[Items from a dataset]
****************

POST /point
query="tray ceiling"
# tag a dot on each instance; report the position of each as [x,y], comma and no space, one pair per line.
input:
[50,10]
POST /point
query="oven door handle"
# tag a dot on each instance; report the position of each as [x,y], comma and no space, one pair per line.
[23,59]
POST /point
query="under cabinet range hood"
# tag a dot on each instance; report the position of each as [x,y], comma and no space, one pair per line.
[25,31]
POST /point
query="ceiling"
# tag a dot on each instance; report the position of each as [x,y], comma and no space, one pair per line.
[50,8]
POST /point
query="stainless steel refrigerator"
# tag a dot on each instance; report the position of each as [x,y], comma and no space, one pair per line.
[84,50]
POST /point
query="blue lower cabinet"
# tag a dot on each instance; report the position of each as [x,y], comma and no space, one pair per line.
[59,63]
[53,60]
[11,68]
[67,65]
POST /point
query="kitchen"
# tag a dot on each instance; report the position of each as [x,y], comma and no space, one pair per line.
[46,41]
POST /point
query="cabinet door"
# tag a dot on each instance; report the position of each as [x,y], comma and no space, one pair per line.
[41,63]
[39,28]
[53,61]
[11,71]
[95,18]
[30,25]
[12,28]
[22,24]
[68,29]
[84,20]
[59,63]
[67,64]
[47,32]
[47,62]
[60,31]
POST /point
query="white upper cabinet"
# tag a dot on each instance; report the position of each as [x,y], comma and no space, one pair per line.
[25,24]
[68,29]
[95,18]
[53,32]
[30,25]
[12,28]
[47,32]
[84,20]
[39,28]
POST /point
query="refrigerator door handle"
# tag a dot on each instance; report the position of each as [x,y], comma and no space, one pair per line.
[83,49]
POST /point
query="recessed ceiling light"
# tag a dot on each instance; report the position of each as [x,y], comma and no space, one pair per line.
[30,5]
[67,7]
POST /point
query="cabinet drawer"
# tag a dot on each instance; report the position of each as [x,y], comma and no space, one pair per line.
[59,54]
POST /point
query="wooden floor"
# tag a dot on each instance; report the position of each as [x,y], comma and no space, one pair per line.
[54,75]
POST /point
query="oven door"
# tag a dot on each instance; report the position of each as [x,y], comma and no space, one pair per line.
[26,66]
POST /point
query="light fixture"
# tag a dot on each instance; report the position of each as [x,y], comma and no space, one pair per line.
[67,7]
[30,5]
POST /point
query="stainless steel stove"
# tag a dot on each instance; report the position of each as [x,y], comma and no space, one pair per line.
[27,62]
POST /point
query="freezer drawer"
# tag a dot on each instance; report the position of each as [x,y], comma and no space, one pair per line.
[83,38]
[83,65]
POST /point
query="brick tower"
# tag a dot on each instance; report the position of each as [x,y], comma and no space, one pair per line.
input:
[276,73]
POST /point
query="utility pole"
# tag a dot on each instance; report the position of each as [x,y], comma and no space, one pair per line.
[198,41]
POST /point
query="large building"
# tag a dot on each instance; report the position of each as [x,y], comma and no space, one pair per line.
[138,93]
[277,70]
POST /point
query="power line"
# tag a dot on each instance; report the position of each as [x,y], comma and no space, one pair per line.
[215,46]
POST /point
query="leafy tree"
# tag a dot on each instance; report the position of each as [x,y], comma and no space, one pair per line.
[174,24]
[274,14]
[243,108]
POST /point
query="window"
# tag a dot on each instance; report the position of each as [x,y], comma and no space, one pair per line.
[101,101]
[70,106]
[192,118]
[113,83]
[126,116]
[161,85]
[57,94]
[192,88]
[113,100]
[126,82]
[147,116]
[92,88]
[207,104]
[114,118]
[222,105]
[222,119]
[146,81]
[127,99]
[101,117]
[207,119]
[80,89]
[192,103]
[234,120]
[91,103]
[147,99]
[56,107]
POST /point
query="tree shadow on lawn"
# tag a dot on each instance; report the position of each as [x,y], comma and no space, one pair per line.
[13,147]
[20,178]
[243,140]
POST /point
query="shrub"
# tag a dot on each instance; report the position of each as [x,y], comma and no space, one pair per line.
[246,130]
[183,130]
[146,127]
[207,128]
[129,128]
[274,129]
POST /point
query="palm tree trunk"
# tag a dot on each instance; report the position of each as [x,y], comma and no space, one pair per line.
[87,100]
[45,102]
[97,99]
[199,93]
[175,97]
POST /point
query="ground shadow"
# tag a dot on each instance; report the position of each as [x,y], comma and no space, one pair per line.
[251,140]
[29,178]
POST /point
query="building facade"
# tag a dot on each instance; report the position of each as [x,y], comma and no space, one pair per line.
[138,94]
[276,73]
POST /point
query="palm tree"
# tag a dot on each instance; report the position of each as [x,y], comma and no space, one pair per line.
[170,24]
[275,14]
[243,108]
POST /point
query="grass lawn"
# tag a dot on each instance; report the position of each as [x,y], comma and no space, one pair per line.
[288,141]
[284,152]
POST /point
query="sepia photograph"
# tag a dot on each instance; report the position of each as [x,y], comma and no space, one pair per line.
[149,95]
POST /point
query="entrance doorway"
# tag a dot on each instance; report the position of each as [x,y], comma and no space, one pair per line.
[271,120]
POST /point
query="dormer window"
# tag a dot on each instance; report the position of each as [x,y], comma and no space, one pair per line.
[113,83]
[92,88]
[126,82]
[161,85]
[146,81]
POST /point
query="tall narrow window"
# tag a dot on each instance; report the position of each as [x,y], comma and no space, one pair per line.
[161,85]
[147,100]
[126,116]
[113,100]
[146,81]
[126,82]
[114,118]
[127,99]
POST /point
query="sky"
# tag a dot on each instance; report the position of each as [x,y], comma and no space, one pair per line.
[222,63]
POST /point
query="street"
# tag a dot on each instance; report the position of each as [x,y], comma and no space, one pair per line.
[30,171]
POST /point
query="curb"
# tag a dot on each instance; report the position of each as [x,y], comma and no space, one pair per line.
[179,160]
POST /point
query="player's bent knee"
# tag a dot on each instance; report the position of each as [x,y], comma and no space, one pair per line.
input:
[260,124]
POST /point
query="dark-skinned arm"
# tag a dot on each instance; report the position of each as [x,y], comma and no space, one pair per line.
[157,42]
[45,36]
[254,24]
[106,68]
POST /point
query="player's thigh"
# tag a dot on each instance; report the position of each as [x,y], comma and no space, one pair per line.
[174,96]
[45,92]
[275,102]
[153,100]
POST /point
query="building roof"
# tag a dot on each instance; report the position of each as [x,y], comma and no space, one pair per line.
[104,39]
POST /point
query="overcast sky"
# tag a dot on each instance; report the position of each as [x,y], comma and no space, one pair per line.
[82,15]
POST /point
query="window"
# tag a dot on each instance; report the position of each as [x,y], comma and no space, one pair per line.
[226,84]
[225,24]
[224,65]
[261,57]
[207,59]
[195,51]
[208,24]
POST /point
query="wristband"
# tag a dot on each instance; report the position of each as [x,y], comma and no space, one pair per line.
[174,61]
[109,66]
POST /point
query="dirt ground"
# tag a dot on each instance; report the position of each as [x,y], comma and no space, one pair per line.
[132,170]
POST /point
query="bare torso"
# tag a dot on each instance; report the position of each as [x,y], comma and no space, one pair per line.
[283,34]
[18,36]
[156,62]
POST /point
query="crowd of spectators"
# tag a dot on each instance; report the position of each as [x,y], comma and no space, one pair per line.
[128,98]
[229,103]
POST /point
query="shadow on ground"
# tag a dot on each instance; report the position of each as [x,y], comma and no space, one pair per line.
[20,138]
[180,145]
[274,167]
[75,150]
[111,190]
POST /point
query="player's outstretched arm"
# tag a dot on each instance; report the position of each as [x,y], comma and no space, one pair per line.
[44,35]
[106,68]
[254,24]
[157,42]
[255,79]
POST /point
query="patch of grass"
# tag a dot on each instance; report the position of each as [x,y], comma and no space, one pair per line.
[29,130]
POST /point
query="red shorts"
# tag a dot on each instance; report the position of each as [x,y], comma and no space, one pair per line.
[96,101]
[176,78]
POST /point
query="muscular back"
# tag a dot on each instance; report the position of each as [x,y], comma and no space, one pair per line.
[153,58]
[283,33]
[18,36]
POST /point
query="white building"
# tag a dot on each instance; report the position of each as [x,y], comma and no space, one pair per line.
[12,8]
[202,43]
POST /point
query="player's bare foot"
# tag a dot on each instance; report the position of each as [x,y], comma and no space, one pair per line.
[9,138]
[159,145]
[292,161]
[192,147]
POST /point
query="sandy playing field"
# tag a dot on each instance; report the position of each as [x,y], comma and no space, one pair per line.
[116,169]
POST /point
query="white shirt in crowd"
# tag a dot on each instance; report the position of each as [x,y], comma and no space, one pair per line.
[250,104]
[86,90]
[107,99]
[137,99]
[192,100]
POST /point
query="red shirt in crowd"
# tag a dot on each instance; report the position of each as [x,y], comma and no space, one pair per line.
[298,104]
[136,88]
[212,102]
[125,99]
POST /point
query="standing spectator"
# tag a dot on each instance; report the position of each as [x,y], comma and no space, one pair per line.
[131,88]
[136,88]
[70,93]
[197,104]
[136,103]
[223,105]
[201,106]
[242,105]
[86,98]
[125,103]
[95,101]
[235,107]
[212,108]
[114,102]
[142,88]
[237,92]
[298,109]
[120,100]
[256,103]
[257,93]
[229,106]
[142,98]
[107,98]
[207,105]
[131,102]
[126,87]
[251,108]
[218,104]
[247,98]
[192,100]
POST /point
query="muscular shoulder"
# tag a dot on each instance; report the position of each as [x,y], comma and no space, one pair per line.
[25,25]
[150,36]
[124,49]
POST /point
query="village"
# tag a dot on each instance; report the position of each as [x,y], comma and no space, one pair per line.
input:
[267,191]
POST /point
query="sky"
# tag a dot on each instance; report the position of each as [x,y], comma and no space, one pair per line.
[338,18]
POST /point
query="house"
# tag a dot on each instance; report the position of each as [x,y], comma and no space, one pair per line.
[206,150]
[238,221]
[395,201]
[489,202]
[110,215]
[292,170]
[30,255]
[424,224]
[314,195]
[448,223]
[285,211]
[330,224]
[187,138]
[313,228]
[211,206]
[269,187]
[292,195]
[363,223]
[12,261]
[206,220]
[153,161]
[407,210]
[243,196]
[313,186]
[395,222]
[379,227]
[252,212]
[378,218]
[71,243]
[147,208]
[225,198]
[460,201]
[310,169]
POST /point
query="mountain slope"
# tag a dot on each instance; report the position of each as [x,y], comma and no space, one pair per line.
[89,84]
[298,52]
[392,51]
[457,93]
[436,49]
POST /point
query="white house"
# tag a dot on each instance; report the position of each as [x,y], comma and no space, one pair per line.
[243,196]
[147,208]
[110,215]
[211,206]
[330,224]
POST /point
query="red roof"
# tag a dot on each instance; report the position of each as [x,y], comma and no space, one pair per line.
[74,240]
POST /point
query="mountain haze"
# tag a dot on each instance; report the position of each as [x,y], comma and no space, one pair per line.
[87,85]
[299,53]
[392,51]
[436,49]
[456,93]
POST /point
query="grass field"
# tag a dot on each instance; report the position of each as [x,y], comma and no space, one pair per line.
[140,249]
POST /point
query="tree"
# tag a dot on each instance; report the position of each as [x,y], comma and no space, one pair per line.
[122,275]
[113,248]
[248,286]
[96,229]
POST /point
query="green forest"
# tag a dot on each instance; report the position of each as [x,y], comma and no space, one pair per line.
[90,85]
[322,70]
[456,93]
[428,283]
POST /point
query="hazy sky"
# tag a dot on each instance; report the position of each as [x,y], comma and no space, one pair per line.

****************

→ **Stated exercise**
Identify and copy every line of the dataset items above that contains the string "handle", treating uppercase and lowercase letters as different.

→ **The answer**
query="oven door handle"
query="refrigerator door handle"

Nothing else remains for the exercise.